AIM OF THE TASK: Write out the data below as a numbered list with no blank lines, starting at the line that contains "Task: mark the bush" and ending after the line that contains "[[450, 80], [40, 38]]".

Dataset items

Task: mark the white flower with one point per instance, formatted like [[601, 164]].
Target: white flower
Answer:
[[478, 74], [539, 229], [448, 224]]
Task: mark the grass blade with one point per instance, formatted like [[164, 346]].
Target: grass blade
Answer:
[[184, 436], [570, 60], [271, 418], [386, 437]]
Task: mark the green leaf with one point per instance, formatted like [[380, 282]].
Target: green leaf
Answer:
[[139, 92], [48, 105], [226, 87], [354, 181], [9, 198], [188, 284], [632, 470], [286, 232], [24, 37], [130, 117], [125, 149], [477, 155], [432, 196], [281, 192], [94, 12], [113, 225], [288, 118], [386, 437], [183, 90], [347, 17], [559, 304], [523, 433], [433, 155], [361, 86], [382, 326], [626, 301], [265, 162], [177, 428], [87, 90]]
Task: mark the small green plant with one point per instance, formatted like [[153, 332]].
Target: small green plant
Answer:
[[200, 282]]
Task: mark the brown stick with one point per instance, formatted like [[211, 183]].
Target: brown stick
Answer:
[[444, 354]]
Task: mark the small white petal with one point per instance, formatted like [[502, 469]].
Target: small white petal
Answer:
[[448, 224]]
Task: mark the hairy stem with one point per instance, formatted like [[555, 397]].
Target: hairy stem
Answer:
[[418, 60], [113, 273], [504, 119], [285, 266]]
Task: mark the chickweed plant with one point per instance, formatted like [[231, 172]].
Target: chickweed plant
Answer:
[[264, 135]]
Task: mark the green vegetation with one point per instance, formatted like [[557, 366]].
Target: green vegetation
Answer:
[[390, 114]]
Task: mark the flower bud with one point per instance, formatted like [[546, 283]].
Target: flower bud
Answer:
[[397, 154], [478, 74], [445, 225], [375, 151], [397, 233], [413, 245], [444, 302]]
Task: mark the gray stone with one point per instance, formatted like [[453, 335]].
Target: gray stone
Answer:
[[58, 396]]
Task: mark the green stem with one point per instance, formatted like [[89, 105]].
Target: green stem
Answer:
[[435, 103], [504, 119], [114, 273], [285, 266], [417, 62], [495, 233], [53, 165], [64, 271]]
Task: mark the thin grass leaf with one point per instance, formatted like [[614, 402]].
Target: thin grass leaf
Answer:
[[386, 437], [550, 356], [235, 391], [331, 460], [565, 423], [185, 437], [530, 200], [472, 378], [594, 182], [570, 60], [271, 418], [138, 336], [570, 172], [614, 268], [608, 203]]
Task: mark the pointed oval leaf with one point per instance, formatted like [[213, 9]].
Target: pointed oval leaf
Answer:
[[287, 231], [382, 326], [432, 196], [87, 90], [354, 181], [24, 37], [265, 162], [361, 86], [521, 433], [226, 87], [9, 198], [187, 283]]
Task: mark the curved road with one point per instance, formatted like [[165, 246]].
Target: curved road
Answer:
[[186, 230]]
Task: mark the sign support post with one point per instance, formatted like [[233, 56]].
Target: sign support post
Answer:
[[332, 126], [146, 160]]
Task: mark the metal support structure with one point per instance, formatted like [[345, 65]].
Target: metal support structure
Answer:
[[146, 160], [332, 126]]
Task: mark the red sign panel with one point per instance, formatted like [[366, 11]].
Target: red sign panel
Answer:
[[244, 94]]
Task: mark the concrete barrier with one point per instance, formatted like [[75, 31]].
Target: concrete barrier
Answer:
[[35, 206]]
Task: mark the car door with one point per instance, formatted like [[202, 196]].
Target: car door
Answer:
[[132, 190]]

--

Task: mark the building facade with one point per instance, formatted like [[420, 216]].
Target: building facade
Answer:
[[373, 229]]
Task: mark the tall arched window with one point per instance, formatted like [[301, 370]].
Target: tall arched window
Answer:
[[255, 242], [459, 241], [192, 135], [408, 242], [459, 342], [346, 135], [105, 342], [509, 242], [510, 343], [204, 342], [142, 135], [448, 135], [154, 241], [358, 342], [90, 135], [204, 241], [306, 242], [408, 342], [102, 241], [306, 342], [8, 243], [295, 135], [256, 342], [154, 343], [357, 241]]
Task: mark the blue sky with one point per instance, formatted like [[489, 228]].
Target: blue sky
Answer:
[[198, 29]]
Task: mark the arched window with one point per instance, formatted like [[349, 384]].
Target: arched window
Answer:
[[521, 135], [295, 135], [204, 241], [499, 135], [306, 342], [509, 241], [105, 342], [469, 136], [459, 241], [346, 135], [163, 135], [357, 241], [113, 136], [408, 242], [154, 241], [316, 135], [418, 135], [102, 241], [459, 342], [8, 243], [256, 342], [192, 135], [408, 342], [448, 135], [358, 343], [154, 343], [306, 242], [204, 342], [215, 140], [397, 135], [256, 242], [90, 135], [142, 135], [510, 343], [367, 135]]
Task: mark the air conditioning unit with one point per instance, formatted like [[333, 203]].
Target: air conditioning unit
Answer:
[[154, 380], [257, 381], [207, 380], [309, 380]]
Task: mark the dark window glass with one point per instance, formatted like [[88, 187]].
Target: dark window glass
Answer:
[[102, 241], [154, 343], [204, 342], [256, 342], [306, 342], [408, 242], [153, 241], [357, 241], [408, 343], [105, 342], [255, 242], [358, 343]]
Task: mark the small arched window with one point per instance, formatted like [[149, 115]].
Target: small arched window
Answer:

==

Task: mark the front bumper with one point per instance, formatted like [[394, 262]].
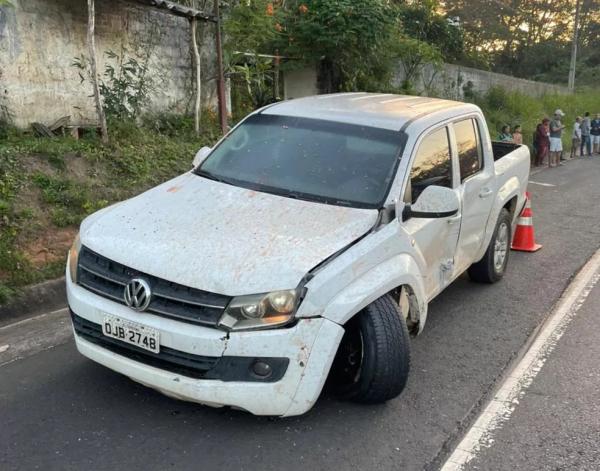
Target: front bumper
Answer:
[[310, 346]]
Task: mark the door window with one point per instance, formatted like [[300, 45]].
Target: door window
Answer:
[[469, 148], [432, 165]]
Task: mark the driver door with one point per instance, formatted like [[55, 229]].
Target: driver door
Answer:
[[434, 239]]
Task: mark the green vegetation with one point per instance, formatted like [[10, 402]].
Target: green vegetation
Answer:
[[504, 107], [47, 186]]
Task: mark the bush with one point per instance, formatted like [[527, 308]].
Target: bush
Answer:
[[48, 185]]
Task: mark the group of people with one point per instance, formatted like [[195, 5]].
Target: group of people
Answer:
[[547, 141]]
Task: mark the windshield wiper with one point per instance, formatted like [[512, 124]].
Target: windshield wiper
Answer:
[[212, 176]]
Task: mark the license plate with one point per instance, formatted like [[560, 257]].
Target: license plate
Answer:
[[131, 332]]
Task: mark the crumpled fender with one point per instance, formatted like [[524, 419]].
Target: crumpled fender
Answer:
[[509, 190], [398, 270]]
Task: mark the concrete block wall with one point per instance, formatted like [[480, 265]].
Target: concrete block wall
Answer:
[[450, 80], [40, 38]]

RIGHT ANSWER:
1. Task: mark the bush with one point per instance, formatted like [[527, 308]].
2. Target: bush
3. Answer:
4. [[48, 185]]
5. Task: mark the group of people with one point per instance, formatted like [[195, 5]].
6. Target: group of people
7. Answer:
8. [[547, 141]]
9. Task: mark the windshield wiper with one point per instance, formatted like [[512, 124]].
10. Target: windshield wiper
11. Answer:
12. [[212, 176]]
13. Task: mark the license plate with one point per instance, formatted like [[560, 257]].
14. Target: license plate
15. Answer:
16. [[131, 332]]
17. Task: mark the crumpled fender with one point per instance, formatted like [[524, 419]].
18. Target: crumpled fender
19. Answer:
20. [[509, 190], [398, 270]]
21. Task: mark the concrete block wall with one point per instance, formatted like [[480, 265]].
22. Target: concrete block wall
23. Answer:
24. [[450, 80], [40, 38]]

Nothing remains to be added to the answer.